- _Text segment_

The main driving forces of mobility in the first decade of post-Soviet history were the understated remunerations of highly skilled labor, its ineffective use and lack of demand for scientific results, an overabundance of scientific personnel in the new conditions of a market economy, and the declining prestige of science [10, 11]. This was due to the contradiction between the high level of scientific personnel and the inability to meet researchers’ scientific and human needs [14]. An important factor in deciding to leave Russia is a better technical base for conducting research and experiments in leading foreign countries. Since the mid-1990s, an additional incentive to leave for abroad has been the overproduction of graduates, which exceeded the demand for personnel in science and the higher education system [1]. According to some estimates, since 1992, Russia’s annual economic losses from brain drain could amount to one annual budget every 5–7 years [5, 17].

The second stage—the systemic international mobility of Russian scientists—dates to the signing of two documents by Russia: the Lisbon Convention on the Recognition of Qualifications in 1999 and the Bologna Declaration in 2003 [18]. From that time, the flow of outbound mobility slowed down in comparison with the previous decade [10, 11], and the minimum number of researchers working in Russia was reached in 2010, amounting to 368 900 people [8]. The decrease in the rate of the brain drain was facilitated by the spread of new types of academic mobility, including circulation mobility—lecturing courses outside Russia or scientific internships [16, 19, 20].

- _Material shown_

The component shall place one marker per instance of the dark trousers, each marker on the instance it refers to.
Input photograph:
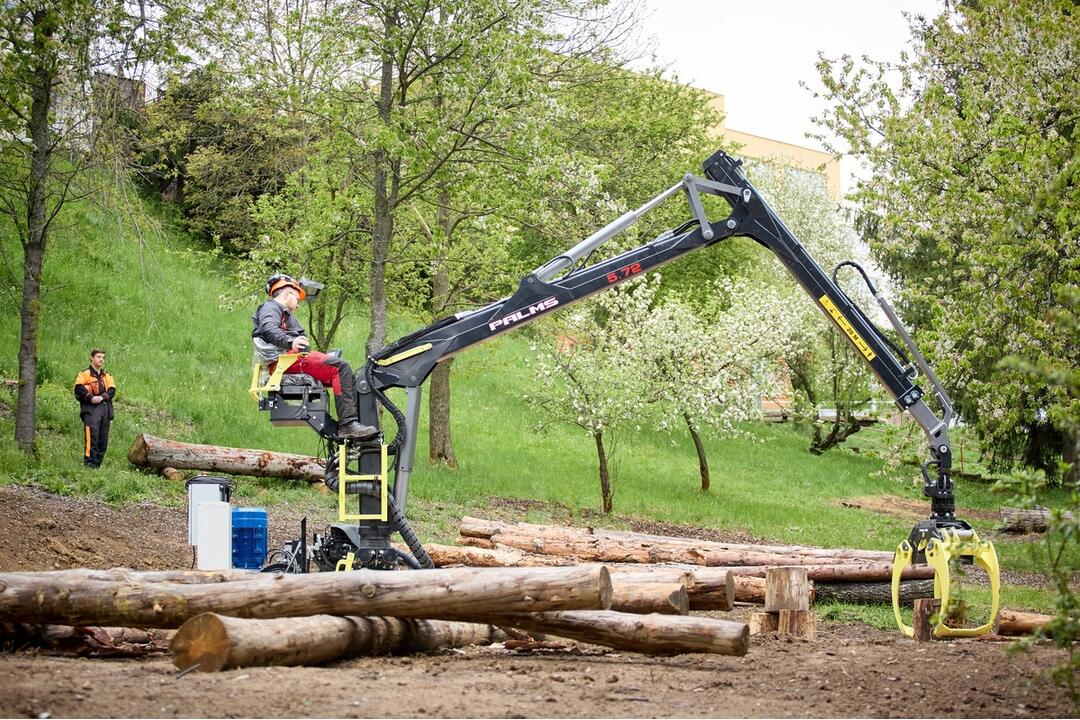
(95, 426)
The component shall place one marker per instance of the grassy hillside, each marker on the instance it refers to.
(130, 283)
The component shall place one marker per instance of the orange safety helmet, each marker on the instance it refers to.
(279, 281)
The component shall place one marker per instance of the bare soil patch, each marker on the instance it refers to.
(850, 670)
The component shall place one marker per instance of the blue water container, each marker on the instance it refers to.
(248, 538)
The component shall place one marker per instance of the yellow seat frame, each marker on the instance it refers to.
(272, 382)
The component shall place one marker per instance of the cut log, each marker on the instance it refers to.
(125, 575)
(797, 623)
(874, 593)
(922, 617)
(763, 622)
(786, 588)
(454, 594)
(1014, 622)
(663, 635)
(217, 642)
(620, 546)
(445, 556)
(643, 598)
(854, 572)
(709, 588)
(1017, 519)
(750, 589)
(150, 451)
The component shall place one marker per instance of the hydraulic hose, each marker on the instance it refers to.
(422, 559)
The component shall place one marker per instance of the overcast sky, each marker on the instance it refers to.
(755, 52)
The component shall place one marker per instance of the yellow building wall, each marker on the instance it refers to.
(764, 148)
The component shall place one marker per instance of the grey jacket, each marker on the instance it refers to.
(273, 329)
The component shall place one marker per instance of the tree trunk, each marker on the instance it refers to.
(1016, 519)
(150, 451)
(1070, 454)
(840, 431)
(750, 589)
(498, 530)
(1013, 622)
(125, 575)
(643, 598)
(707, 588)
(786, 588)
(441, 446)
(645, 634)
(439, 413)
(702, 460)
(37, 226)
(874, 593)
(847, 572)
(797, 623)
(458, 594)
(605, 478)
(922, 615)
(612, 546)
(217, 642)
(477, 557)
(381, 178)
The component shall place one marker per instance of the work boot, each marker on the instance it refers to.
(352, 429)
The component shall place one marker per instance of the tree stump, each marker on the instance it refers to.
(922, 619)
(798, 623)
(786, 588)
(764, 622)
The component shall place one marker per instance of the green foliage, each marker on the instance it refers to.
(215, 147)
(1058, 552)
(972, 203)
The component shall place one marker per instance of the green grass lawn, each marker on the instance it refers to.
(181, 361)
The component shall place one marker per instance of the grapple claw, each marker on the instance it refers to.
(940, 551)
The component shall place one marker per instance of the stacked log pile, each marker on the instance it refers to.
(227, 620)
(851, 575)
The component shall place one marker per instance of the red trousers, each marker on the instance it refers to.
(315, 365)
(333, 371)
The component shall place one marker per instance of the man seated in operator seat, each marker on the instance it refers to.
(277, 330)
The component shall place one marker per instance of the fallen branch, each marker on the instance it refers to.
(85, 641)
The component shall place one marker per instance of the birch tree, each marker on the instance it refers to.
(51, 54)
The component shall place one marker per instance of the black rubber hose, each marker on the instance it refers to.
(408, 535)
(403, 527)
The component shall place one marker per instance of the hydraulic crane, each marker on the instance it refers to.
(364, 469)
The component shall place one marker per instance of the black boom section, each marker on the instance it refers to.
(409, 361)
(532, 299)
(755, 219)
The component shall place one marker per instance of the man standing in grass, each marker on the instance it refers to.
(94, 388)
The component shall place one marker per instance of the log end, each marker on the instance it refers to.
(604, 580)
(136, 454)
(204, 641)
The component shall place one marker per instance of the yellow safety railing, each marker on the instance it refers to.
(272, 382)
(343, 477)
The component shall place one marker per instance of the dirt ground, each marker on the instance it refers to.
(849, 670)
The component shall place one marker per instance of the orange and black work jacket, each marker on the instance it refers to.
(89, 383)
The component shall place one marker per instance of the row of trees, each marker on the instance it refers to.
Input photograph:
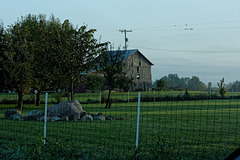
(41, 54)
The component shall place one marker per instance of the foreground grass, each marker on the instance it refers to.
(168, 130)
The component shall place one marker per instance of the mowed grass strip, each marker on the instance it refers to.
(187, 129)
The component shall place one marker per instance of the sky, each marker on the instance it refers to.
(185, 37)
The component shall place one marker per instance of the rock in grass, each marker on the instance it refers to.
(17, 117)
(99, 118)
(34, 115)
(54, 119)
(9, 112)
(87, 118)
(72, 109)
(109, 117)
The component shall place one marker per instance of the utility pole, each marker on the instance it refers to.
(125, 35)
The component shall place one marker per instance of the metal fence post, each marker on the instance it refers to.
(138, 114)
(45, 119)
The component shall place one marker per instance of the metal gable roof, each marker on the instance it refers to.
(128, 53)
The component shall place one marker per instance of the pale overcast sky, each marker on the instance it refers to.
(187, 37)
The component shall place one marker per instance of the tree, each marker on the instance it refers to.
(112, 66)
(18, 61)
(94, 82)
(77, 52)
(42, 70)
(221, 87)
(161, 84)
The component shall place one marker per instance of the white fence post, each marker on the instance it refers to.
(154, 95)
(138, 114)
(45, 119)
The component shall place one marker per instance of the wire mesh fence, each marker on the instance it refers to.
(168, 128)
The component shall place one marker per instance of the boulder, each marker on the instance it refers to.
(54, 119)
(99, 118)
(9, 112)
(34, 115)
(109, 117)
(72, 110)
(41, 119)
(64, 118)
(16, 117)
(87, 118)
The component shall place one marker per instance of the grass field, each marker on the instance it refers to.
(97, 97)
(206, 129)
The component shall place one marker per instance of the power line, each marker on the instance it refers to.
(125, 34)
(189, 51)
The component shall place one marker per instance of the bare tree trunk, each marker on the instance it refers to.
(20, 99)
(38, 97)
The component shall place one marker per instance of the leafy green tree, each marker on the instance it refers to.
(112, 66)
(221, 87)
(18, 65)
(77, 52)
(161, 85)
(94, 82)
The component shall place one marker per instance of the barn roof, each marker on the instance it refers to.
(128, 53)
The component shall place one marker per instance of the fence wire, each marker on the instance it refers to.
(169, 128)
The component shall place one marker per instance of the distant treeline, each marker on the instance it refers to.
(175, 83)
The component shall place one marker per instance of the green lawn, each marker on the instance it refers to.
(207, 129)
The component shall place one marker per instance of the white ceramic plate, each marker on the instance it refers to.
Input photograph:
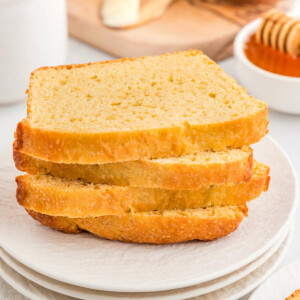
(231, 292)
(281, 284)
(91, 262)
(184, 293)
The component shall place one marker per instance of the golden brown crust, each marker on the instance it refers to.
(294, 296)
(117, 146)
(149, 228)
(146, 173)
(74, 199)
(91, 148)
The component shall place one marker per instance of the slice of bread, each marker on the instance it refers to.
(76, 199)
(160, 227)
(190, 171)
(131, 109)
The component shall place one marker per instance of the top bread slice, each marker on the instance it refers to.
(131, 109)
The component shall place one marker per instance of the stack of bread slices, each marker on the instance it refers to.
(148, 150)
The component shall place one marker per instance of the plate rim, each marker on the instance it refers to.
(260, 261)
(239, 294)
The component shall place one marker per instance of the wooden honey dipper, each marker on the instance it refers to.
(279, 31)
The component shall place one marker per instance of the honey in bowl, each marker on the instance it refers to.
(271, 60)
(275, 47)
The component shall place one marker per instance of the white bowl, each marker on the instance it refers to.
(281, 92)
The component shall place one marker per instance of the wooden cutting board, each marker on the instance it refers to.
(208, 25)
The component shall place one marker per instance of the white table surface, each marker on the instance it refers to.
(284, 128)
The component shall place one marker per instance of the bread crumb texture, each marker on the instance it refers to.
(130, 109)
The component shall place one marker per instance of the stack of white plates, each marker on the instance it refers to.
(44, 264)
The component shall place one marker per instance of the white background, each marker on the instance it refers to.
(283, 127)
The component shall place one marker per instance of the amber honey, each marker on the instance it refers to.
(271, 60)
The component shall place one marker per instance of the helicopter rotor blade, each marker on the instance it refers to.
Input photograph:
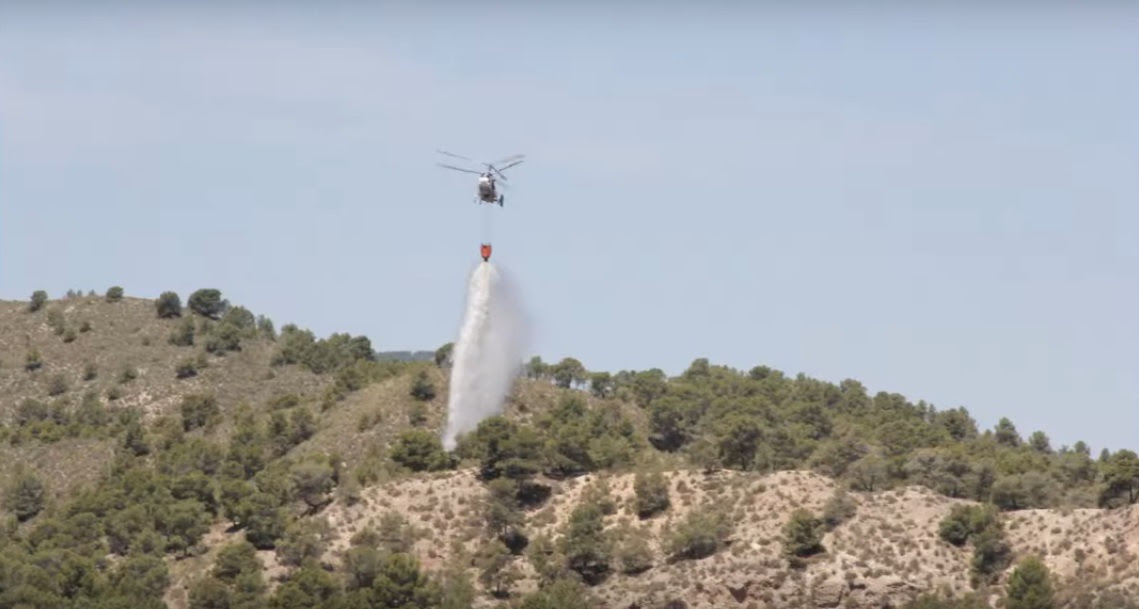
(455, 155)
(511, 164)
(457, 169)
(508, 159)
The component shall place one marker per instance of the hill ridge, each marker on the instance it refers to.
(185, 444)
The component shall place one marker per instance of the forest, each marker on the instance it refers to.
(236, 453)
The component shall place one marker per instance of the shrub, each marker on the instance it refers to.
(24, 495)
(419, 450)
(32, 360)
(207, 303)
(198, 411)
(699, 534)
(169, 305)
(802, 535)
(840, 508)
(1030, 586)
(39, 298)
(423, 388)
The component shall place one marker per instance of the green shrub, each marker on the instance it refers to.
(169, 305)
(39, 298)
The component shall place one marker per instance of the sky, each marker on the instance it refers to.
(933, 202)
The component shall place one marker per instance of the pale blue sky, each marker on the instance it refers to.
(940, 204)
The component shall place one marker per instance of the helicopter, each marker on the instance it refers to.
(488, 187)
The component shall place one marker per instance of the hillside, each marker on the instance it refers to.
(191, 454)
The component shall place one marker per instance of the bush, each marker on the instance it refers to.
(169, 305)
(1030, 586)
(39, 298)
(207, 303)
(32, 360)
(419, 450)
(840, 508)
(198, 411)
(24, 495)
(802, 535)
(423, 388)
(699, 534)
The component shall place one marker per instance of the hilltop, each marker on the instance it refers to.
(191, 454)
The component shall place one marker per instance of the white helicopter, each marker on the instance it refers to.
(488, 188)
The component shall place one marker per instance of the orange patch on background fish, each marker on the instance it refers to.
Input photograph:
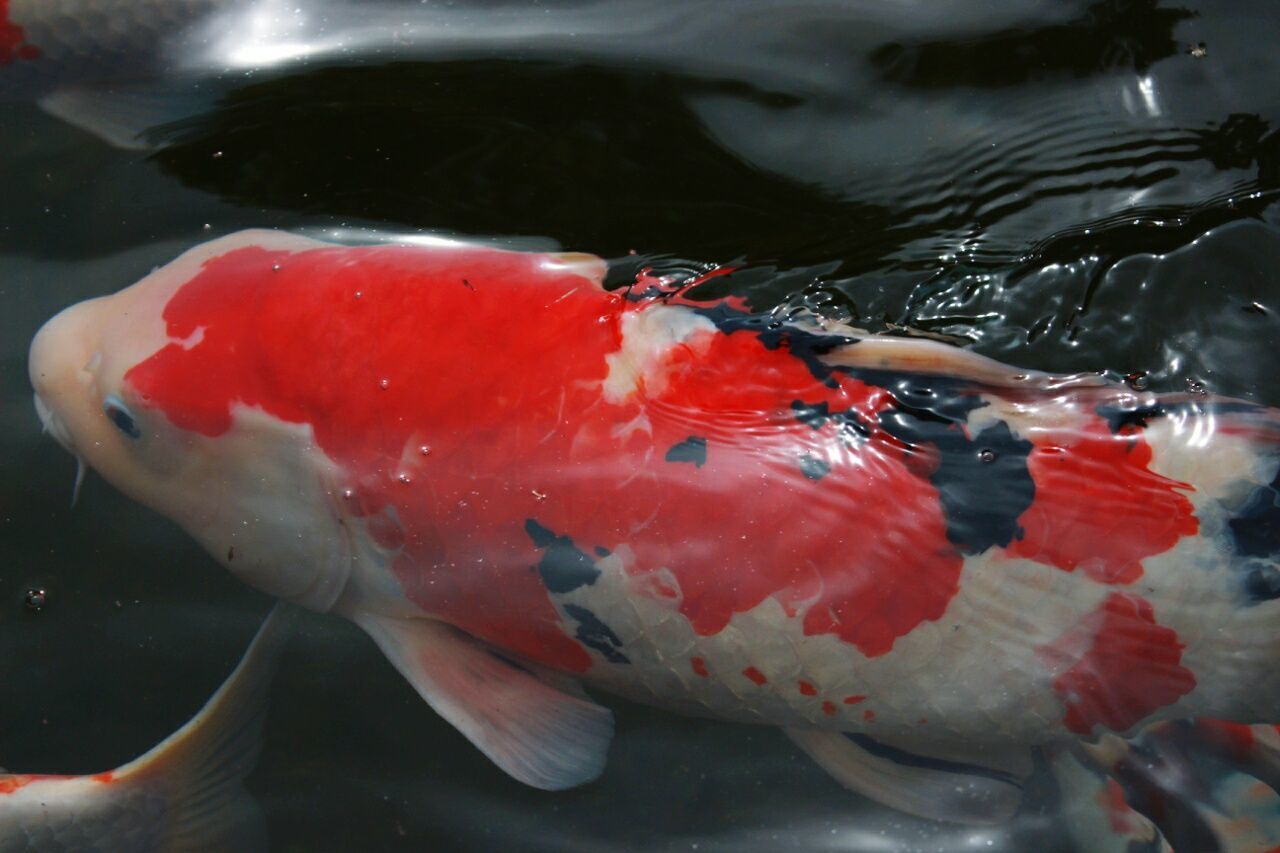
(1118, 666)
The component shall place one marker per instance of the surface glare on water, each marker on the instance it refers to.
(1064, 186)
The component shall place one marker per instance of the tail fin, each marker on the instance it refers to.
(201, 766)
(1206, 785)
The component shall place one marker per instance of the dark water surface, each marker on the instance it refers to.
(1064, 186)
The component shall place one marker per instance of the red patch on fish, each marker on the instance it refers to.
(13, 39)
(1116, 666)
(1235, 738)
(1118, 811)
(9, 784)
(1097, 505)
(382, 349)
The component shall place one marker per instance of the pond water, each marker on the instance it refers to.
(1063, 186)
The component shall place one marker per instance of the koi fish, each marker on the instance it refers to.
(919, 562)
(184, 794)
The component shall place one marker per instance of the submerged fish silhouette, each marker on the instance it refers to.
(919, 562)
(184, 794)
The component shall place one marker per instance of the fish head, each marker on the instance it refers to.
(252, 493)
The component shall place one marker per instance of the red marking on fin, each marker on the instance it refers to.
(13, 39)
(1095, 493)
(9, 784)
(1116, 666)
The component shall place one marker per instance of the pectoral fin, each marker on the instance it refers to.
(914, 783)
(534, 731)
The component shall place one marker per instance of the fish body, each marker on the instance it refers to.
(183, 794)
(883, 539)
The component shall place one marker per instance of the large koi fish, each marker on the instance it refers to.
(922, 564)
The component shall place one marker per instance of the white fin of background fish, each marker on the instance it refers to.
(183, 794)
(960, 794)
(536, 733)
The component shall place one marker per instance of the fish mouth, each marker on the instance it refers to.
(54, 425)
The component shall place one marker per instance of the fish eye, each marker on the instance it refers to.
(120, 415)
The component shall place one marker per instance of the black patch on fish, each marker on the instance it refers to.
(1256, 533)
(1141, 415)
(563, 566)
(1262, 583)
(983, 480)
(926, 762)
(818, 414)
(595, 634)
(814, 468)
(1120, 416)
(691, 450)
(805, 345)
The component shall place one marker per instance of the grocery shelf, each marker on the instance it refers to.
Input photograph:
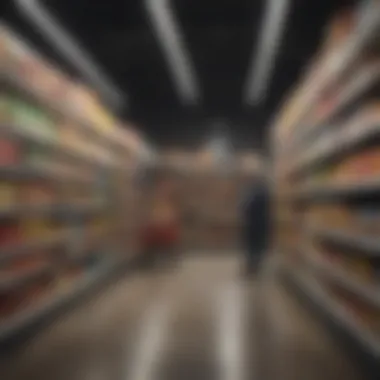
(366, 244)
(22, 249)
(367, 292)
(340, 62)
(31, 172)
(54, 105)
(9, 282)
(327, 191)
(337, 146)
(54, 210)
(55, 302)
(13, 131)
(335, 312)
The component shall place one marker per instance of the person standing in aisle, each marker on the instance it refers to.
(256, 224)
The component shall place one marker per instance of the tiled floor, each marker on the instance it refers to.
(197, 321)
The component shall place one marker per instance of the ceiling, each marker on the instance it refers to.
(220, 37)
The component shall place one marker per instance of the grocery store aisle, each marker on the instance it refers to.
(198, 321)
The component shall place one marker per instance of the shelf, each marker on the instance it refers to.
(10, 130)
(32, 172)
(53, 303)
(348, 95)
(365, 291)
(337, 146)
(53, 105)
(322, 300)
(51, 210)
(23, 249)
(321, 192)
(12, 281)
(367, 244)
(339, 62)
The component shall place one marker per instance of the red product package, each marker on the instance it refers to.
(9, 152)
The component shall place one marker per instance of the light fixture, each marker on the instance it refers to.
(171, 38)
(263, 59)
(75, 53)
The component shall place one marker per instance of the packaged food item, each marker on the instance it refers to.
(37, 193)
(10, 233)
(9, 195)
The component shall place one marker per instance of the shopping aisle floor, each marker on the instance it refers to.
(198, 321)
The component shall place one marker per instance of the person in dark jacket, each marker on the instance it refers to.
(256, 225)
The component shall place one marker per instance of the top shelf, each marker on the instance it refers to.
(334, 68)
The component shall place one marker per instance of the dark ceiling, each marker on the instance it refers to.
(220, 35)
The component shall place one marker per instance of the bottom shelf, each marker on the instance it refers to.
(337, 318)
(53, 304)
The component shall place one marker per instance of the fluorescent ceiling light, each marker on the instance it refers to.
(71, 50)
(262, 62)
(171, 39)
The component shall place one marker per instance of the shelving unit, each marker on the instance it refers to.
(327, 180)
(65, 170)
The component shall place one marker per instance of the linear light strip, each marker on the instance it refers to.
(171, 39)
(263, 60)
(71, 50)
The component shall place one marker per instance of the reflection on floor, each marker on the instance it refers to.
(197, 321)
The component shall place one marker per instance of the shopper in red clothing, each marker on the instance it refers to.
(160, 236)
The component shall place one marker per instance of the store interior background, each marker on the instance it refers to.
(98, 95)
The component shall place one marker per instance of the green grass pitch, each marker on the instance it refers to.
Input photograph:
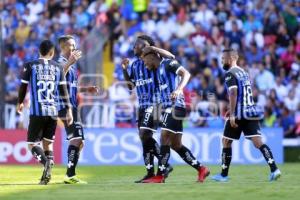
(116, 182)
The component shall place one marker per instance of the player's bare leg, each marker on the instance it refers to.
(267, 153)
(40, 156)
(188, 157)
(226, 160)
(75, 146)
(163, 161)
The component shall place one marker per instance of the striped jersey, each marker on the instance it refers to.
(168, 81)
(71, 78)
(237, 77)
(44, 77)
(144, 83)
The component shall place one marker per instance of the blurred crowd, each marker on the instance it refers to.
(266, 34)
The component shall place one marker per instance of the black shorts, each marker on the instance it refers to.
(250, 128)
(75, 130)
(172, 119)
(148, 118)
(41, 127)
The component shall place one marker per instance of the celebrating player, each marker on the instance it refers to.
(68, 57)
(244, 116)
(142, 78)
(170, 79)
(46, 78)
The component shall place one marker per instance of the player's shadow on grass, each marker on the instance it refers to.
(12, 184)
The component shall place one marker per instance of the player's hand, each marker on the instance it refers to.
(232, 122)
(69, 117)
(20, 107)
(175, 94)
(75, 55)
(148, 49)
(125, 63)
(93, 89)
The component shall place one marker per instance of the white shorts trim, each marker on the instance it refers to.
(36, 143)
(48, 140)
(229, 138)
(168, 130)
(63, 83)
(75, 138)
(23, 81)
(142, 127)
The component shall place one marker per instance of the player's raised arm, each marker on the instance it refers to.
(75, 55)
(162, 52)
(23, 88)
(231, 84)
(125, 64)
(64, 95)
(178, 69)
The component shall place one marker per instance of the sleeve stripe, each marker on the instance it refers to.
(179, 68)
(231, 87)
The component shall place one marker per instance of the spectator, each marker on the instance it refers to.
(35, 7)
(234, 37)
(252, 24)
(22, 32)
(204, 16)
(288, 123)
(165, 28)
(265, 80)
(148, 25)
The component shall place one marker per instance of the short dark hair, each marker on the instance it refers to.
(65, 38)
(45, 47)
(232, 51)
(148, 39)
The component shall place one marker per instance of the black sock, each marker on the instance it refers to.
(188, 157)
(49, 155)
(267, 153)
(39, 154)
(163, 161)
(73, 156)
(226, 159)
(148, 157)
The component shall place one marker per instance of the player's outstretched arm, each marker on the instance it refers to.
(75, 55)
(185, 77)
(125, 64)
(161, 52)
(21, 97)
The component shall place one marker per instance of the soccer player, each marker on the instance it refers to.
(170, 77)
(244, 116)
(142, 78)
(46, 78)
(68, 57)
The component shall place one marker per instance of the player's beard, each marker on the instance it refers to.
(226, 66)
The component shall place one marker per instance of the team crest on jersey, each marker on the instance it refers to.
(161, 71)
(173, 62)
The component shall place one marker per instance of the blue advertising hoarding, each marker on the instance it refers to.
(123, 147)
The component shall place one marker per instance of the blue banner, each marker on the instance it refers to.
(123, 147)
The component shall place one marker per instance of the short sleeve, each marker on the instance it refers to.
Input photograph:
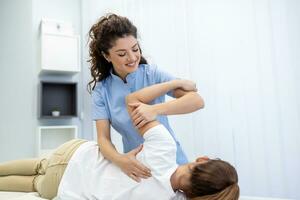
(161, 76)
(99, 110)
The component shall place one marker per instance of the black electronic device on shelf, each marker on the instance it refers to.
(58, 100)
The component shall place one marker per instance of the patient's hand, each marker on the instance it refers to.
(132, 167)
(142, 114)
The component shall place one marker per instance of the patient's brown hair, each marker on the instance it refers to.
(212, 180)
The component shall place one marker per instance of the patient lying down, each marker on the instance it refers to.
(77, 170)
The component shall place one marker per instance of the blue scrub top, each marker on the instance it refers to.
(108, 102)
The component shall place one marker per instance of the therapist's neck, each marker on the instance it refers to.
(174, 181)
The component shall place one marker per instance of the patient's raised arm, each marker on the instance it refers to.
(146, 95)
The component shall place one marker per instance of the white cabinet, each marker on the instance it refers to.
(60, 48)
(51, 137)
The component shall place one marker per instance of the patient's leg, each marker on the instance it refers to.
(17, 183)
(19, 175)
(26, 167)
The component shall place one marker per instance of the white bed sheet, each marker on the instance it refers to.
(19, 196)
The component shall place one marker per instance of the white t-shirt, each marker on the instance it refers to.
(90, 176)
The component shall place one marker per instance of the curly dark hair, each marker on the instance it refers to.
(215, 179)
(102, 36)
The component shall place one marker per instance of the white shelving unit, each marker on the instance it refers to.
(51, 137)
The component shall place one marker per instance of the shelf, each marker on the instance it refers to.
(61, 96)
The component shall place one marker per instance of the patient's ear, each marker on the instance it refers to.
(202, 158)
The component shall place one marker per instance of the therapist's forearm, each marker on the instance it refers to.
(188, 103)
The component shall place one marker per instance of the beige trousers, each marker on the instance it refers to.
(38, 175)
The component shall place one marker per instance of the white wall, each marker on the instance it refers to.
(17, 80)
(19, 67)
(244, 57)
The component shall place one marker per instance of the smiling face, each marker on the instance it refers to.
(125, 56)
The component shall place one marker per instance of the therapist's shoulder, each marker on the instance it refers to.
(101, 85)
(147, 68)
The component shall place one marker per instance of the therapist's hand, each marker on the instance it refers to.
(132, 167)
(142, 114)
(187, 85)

- _Task to complete_
In the text on the mobility of Russian scientists, what was the minimum number of researchers working in Russia, and in what year was it reached? The records have no connection to the text on the mobility of Russian scientists.

- _Task solution_
368 900 people, in 2010.